Instruction 1: Quote the bike-sharing notebook exactly, starting at "- 'instant', ->" and ending at "- 'holiday', -> 0,1 (no, yes)".

----- Supplied passage -----

# Getting the data

In [0]:
display(dbutils.fs.ls("/databricks-datasets/bikeSharing/data-001/"))

In [0]:
file_path = "/databricks-datasets/bikeSharing/data-001/hour.csv"

df_raw = spark.read.format("csv") \
  .option("header", "true") \
  .option("inferSchema", "true") \
  .load(file_path)


In [0]:
df_raw.show(10)

# Data cleaning

In [0]:
df_raw.printSchema()

In [0]:
df_raw.sort("dteday", ascending=False).show()

In [0]:
df_raw.select('cnt').distinct().show() #.sort('casual', ascending=False)

# Overview

- 'instant', -> id
- 'dteday', -> date
- 'season', -> 1,2,3,4
- 'yr', -> 0,1, year 0=2011 1=2012
- 'mnth', -> month
- 'hr', -> hour
- 'holiday', -> 0,1 (no, yes)
- 'weekday', -> 0-7
- 'workingday', -> 0,1 (no, yes)
- 'weathersit', -> 1-4
- 'temp', -> 0-1 (float), temperature normalized
- 'atemp', -> 0-1 (float), feels_like_temperature normalized
- 'hum', -> 0-1 (float), humidity normalized
- 'windspeed', -> 0-1 (float), windspeed normalized
- 'casual', -> int, count of casual user
- 'registered', -> int, count of registered user
- 'cnt' -> int, sum of all users

In [0]:
df_raw_renamed = df_raw \
  .withColumnRenamed("instant", "id") \
  .withColumnRenamed("dteday", "date") \
  .withColumnRenamed("yr", "year") \
  .withColumnRenamed("mnth", "month") \
  .withColumnRenamed("hr", "hour") \
  .withColumnRenamed("holiday", "is_holiday") \
  .withColumnRenamed("workingday", "is_workingday") \
  .withColumnRenamed("temp", "temperature_normalized") \
  .withColumnRenamed("atemp", "feels_like_temperature_normalized") \
  .withColumnRenamed("hum", "humidity_normalized") \
  .withColumnRenamed("windspeed", "windspeed_normalized") \
  .withColumnRenamed("weathersit", "weather_condition") \
  .withColumnRenamed("casual", "count_rentals_casual") \
  .withColumnRenamed("registered", "count_rentals_registered") \
  .withColumnRenamed("cnt", "count_rentals_total")

df_raw_renamed.columns

----- Records shown -----

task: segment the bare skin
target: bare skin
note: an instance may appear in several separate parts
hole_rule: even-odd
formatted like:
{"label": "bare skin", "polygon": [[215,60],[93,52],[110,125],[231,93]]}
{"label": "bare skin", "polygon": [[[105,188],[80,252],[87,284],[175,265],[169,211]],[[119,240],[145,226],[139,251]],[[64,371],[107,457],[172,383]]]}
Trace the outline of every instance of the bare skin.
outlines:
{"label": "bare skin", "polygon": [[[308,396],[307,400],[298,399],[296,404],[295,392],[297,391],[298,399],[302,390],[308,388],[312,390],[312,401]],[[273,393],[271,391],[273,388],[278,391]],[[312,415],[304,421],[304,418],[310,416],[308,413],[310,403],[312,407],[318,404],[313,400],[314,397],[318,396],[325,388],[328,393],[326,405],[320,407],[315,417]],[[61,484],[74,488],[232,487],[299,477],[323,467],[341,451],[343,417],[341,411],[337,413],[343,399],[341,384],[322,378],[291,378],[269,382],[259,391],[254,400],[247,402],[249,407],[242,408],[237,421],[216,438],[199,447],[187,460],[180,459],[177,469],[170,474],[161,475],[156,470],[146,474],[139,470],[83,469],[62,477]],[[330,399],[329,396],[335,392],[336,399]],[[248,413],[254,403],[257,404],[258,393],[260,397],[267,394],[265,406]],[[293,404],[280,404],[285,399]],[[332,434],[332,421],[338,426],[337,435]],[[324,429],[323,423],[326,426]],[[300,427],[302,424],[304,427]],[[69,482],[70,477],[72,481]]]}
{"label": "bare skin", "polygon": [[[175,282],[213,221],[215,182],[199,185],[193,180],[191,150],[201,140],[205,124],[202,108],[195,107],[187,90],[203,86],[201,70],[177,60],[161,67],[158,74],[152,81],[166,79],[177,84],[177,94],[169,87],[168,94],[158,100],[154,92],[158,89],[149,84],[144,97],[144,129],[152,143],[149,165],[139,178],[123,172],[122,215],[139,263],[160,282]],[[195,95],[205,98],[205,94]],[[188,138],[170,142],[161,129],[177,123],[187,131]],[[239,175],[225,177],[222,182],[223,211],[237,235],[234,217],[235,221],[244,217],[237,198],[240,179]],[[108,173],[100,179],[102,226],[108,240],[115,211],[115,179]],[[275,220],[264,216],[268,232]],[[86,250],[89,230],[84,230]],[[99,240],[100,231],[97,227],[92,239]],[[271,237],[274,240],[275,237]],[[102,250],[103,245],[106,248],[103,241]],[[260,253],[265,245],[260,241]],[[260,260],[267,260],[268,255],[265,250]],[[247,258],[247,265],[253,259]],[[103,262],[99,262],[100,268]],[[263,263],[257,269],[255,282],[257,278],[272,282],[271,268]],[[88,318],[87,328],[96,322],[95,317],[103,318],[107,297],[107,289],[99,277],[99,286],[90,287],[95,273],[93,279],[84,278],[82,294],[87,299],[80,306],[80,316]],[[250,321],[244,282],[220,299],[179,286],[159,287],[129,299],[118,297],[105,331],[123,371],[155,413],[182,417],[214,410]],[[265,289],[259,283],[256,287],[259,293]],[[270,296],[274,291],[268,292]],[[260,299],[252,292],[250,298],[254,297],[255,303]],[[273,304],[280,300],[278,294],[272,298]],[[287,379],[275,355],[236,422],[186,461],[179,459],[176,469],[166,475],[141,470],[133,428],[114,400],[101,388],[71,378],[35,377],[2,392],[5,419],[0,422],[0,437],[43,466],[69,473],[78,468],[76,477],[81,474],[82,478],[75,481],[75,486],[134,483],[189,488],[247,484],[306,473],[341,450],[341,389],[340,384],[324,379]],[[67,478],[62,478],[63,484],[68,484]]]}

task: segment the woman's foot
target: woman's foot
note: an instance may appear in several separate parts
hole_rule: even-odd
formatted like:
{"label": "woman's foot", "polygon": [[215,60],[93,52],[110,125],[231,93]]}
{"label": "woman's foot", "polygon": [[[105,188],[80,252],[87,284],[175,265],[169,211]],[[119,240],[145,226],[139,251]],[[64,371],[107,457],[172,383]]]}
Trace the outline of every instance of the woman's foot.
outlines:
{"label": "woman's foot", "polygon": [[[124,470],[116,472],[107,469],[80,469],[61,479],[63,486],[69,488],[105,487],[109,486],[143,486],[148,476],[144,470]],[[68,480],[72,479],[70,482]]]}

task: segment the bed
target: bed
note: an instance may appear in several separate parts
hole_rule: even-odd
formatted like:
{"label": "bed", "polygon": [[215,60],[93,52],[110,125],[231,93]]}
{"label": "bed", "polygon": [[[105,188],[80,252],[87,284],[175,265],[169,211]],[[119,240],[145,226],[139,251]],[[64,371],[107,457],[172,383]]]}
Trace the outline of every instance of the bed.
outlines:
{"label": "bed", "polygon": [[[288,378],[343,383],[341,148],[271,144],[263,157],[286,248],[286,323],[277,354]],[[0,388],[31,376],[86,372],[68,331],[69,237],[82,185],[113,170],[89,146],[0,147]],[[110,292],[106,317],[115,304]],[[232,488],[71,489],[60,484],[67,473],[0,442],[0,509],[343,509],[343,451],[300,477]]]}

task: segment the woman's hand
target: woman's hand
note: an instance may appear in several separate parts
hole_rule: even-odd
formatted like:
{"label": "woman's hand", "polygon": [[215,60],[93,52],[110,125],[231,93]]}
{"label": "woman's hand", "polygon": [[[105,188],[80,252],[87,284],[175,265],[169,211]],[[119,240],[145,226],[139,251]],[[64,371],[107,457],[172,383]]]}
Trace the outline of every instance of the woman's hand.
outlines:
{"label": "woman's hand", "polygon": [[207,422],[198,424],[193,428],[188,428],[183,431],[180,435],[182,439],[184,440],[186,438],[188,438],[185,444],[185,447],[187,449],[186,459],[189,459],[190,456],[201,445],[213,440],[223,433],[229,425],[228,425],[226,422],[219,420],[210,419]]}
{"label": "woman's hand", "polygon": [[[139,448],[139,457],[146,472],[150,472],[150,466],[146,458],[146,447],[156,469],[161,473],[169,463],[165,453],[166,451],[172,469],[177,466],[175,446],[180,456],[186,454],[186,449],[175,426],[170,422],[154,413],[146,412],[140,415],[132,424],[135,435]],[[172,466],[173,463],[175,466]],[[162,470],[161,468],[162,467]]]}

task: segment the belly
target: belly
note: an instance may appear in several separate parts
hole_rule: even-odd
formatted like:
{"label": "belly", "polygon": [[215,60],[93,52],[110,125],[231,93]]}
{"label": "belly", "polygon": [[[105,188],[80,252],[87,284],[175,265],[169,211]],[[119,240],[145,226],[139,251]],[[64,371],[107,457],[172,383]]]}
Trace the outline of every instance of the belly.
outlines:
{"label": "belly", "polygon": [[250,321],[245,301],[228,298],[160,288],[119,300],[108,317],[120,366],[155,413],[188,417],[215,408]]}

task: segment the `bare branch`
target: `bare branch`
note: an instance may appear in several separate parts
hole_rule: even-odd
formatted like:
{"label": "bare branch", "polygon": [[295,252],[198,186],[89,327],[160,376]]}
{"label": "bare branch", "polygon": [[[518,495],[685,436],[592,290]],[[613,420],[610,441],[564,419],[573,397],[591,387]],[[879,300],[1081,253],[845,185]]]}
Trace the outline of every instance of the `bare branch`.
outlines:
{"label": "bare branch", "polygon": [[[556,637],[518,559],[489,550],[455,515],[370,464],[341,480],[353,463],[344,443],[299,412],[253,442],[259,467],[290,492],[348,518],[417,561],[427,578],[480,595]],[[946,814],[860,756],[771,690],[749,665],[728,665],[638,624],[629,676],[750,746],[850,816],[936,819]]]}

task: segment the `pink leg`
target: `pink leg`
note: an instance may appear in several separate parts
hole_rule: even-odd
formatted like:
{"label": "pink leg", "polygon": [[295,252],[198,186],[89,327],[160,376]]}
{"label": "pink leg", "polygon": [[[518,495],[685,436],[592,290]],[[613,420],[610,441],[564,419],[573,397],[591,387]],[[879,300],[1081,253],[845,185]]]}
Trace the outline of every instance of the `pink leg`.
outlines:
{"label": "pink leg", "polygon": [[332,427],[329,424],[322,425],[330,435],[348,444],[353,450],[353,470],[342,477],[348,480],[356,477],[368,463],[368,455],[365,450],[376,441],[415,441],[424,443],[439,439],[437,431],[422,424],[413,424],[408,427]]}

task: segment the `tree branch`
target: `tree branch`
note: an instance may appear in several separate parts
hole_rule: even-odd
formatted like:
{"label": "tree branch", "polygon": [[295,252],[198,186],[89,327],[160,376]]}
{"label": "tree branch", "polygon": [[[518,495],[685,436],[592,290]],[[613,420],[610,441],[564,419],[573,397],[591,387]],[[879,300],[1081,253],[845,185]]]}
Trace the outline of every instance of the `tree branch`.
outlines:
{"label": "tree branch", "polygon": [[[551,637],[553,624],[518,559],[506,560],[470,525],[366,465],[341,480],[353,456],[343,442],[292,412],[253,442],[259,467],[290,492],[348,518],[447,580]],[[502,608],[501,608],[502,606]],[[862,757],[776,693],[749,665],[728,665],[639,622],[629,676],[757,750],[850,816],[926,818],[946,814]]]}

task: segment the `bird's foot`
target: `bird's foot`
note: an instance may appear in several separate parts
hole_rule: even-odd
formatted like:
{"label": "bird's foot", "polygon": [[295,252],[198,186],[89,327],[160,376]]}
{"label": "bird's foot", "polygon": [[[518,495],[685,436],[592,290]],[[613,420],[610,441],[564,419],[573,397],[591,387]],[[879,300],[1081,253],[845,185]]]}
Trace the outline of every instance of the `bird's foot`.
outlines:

-----

Instruction 2: Pull out every line of the records that contains the string "task", matching its case exactly.

Complete answer 1:
- 'instant', -> id
- 'dteday', -> date
- 'season', -> 1,2,3,4
- 'yr', -> 0,1, year 0=2011 1=2012
- 'mnth', -> month
- 'hr', -> hour
- 'holiday', -> 0,1 (no, yes)

Complete answer 2:
task: segment the bare skin
task: segment the woman's foot
task: segment the bed
task: segment the woman's hand
task: segment the belly
task: segment the `bare branch`
task: segment the `pink leg`
task: segment the `tree branch`
task: segment the `bird's foot`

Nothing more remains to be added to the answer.